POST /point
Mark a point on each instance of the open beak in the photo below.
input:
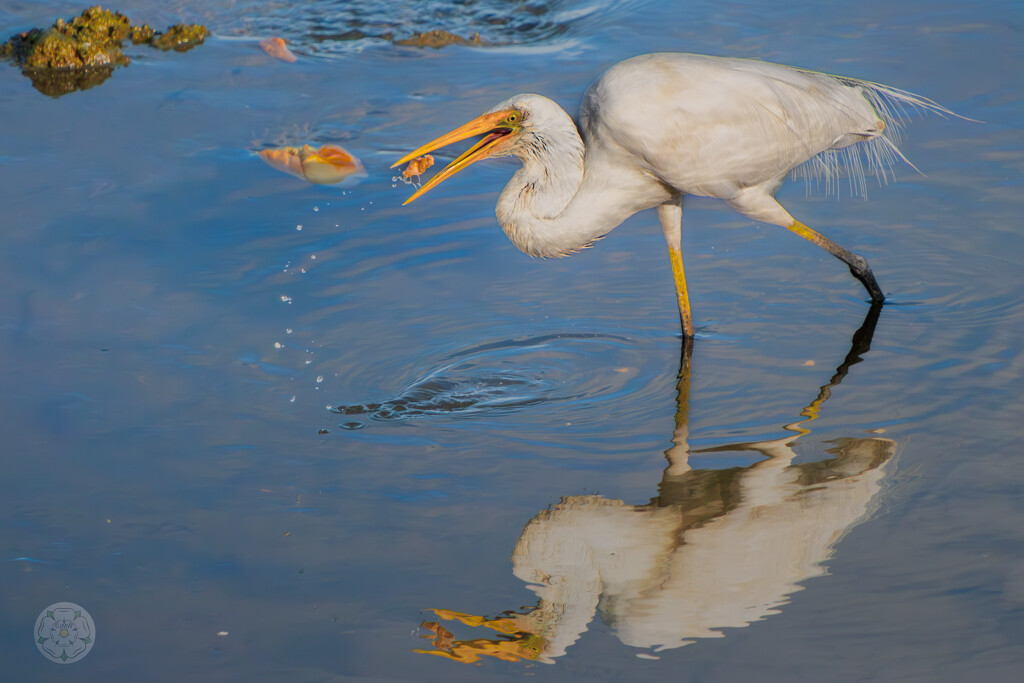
(496, 127)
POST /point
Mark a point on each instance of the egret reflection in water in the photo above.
(715, 549)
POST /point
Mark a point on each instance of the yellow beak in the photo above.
(496, 123)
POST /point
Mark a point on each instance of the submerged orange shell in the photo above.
(324, 166)
(276, 48)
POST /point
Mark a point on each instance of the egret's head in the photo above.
(509, 128)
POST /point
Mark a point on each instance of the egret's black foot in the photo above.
(860, 269)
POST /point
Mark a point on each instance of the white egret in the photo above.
(657, 127)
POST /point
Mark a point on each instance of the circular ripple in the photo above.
(582, 372)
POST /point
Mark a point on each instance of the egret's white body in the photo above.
(660, 126)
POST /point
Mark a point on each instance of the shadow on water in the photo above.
(715, 549)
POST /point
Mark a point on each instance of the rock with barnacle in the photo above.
(82, 52)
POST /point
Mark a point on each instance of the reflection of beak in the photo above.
(488, 123)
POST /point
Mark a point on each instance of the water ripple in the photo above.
(346, 26)
(502, 377)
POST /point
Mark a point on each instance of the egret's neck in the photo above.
(563, 199)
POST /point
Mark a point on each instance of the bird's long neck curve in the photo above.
(563, 198)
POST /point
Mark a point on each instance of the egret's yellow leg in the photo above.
(858, 266)
(682, 298)
(671, 217)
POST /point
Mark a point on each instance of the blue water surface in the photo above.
(263, 429)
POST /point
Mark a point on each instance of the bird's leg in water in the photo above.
(671, 216)
(858, 265)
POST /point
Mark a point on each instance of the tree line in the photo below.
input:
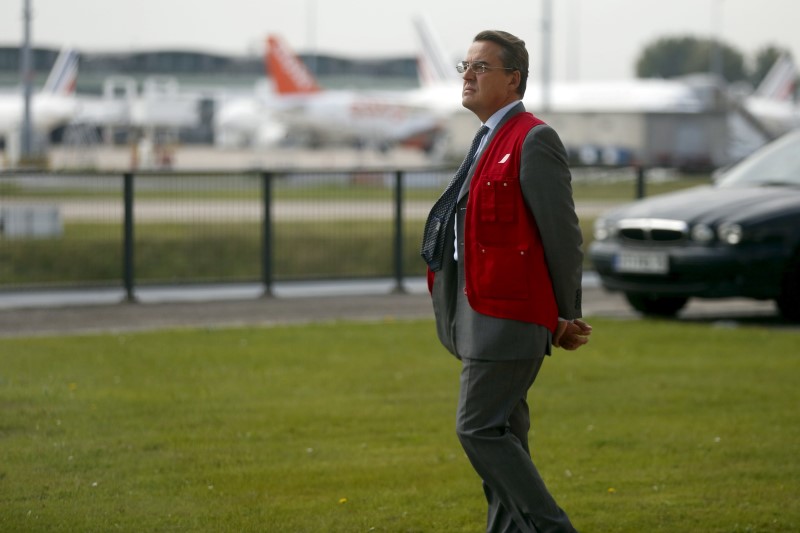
(670, 57)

..........

TASK DETAILS :: Return each line of the data, keeping its wording exact and omitting pictures.

PROBLEM SOLUTION ::
POST /point
Mark a point on each instance of the open beak in the photo below.
input:
(496, 127)
POST /point
Mark a point on each instance of the egret reflection in water in the photo above.
(715, 549)
POST /point
Mark a point on each instance of the yellow beak in the photo above.
(496, 123)
POST /point
Mark a point on each instance of the submerged orange shell in the photo above.
(324, 166)
(276, 48)
POST /point
Mark a point on each instance of the egret's head in the photo above.
(509, 128)
POST /point
Mark a point on each instance of the egret's black foot in the photo above.
(860, 269)
POST /point
Mark a point on each instance of the white egret in the photo above.
(657, 127)
POST /point
Mark a point on each instance of the circular ripple in the photo above.
(582, 372)
POST /point
Mark a point on each instance of the egret's white body in the photo above.
(660, 126)
POST /point
Mark a point on each instance of the shadow on water in the photo above.
(715, 549)
POST /point
Mark a point on each instance of the rock with barnacle in the photo above.
(82, 52)
POST /point
Mark a point on each instance of the reflection of beak in the photo above.
(488, 123)
POST /point
Mark a point on each instance of the water ripple in the photo above.
(346, 26)
(502, 377)
POST /point
Mark a point on each instance of the egret's neck in the photo above.
(563, 199)
POST /point
Mark a point on each instance of the bird's long neck curve in the photo above.
(563, 198)
POST /point
Mark a point on each instance of the egret's yellow leg in the photo above.
(858, 266)
(682, 298)
(671, 217)
POST /point
Mark a point on each instance of the blue water surface in the photo above.
(263, 429)
POST /point
Mark a point on each instance of the bird's leg in water in the photo above.
(671, 216)
(858, 265)
POST /point
Mark a point on each instance of the tree line in the photo below.
input:
(670, 57)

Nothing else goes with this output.